* **Exercise instructions**:
Write out the items below again, switching every "mask" to "outline" and leaving everything else unchanged.

****

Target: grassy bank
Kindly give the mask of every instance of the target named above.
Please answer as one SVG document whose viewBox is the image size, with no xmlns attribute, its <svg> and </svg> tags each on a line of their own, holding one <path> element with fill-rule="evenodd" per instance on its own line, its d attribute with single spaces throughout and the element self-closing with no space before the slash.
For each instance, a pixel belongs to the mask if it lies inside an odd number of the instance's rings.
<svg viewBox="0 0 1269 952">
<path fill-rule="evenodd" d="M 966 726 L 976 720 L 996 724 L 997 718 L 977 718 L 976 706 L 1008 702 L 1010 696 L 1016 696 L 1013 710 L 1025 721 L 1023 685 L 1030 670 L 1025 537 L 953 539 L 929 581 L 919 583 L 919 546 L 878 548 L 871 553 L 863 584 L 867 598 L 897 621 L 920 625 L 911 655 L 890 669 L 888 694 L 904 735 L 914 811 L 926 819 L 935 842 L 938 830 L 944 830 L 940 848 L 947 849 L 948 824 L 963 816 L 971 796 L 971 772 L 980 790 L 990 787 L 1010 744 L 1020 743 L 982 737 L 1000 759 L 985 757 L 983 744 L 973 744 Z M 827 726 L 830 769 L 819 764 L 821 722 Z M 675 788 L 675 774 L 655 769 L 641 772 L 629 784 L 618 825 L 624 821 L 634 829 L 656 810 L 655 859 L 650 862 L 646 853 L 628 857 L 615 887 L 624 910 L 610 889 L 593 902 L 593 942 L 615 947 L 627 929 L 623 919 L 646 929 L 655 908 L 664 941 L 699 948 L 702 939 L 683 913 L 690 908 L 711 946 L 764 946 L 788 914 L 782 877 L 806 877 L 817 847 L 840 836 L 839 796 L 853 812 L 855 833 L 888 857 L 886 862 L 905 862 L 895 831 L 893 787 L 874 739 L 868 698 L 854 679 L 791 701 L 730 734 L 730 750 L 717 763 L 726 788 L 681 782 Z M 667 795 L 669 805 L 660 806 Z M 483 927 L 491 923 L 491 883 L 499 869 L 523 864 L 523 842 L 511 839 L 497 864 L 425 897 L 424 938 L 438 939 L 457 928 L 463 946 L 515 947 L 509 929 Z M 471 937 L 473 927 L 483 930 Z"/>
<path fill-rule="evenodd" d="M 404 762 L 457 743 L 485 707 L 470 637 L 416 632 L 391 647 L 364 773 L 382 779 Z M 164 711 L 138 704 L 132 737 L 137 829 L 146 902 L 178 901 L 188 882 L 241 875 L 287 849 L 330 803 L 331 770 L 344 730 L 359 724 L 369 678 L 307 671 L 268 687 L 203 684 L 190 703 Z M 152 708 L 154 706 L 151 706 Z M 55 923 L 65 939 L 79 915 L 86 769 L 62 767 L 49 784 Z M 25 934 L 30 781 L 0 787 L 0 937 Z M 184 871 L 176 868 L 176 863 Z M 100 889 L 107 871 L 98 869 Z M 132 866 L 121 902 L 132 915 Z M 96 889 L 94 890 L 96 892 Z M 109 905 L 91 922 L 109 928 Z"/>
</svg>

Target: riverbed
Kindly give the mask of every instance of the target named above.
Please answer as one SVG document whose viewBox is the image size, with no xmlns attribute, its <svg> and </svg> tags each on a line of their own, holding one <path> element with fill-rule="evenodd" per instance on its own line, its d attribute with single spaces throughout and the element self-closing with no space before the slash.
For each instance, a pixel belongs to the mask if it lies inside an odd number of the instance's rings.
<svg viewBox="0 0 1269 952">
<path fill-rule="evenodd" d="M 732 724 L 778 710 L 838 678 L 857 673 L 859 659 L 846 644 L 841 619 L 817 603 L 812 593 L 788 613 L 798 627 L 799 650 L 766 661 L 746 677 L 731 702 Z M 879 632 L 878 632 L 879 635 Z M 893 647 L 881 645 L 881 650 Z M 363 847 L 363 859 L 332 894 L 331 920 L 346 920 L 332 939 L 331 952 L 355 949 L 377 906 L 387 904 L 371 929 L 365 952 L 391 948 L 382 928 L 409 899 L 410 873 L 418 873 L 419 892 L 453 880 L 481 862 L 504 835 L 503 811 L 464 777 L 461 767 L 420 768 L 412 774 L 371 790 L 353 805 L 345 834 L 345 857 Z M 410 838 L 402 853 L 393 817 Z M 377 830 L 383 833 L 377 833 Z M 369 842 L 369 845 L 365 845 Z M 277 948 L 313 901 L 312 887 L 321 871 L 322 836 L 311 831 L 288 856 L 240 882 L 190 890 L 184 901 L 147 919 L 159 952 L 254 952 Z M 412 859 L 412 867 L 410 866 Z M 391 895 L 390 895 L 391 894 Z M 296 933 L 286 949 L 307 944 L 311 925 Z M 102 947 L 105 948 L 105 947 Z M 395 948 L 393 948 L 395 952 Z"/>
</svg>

****

* **Written response**:
Target: grassy bank
Kindly give the outline of every instance of the target named above.
Please answer as one SVG document whose viewBox is the image size, with no xmlns attribute, its <svg> and </svg> tags each on a line of their own, holding one <path> element with fill-rule="evenodd" per instance on its own line, its d attribute with single spaces throughout and the element self-closing with no space before the slash.
For each instance, a pixel belongs to the outline if it lies inside an odd number of the instance's rings.
<svg viewBox="0 0 1269 952">
<path fill-rule="evenodd" d="M 966 726 L 976 720 L 996 724 L 997 718 L 977 718 L 976 706 L 1008 702 L 1010 696 L 1016 696 L 1013 710 L 1025 721 L 1023 685 L 1030 670 L 1025 537 L 953 539 L 929 581 L 919 583 L 919 546 L 878 548 L 871 553 L 863 584 L 867 598 L 897 621 L 920 625 L 911 655 L 890 669 L 888 694 L 904 735 L 914 811 L 926 819 L 935 842 L 938 830 L 944 830 L 940 848 L 947 849 L 948 824 L 963 816 L 971 796 L 971 772 L 980 790 L 990 787 L 1010 744 L 1020 743 L 982 737 L 1000 759 L 985 757 L 983 744 L 973 744 Z M 827 726 L 830 769 L 819 764 L 821 722 Z M 675 788 L 675 774 L 655 769 L 641 772 L 629 784 L 618 825 L 624 821 L 634 829 L 656 810 L 655 859 L 650 862 L 646 853 L 628 857 L 615 887 L 624 910 L 610 889 L 593 902 L 593 942 L 615 947 L 627 929 L 623 919 L 646 929 L 655 908 L 664 941 L 699 948 L 702 939 L 683 913 L 690 908 L 711 946 L 764 946 L 788 914 L 782 877 L 806 877 L 817 847 L 840 836 L 839 796 L 853 812 L 855 833 L 888 857 L 886 862 L 905 862 L 895 831 L 893 787 L 874 739 L 868 698 L 854 679 L 791 701 L 730 734 L 730 750 L 717 763 L 726 788 L 681 782 Z M 667 795 L 669 805 L 660 806 Z M 483 927 L 491 923 L 491 883 L 499 869 L 523 864 L 523 842 L 511 839 L 497 864 L 425 897 L 424 938 L 438 939 L 457 928 L 463 946 L 515 947 L 509 929 Z M 471 937 L 473 927 L 483 930 Z"/>
<path fill-rule="evenodd" d="M 404 762 L 457 743 L 485 707 L 470 637 L 416 632 L 391 647 L 364 773 L 382 779 Z M 164 711 L 138 704 L 132 737 L 137 829 L 146 902 L 178 901 L 188 882 L 241 875 L 287 849 L 330 803 L 331 770 L 344 730 L 359 724 L 369 678 L 307 671 L 268 687 L 203 684 L 190 703 Z M 152 708 L 154 706 L 151 706 Z M 55 923 L 65 939 L 79 915 L 86 769 L 62 767 L 49 784 Z M 25 934 L 30 781 L 0 787 L 0 937 Z M 184 871 L 176 868 L 176 863 Z M 100 889 L 107 871 L 98 869 Z M 132 866 L 121 902 L 132 915 Z M 96 889 L 94 890 L 96 892 Z M 109 905 L 91 922 L 109 928 Z"/>
</svg>

Target: riverbed
Kindly give the outline of every instance of the target named above.
Please answer as one SVG document whose viewBox is the image size, with no xmlns attribute, its <svg> and </svg> tags each on a line of their own, holding one <path> element with fill-rule="evenodd" per instance on its own line, its d attribute with single spaces throughout and the element self-closing with no space before the slash.
For each instance, a pixel belongs to the outline if it lies inside an odd number of the instance's rings.
<svg viewBox="0 0 1269 952">
<path fill-rule="evenodd" d="M 732 724 L 778 710 L 838 678 L 857 673 L 859 659 L 846 644 L 841 619 L 817 603 L 812 593 L 788 613 L 798 627 L 799 650 L 766 661 L 746 677 L 731 702 Z M 879 632 L 878 632 L 879 635 Z M 893 647 L 881 645 L 881 650 Z M 363 847 L 363 859 L 332 894 L 331 920 L 346 920 L 332 939 L 331 952 L 355 949 L 377 906 L 387 904 L 371 929 L 365 952 L 391 948 L 382 928 L 409 899 L 410 873 L 418 873 L 419 892 L 453 880 L 481 862 L 504 835 L 503 811 L 464 777 L 461 767 L 420 768 L 412 774 L 371 790 L 353 805 L 345 834 L 345 857 Z M 410 838 L 402 853 L 393 817 Z M 377 830 L 383 833 L 377 833 Z M 369 842 L 369 845 L 365 845 Z M 277 948 L 313 901 L 312 887 L 321 871 L 322 836 L 311 831 L 288 856 L 240 882 L 190 890 L 184 901 L 147 919 L 159 952 L 254 952 Z M 412 859 L 412 867 L 410 866 Z M 391 895 L 390 895 L 391 894 Z M 296 933 L 286 949 L 307 944 L 311 925 Z M 102 947 L 105 948 L 105 947 Z M 395 948 L 393 948 L 395 952 Z"/>
</svg>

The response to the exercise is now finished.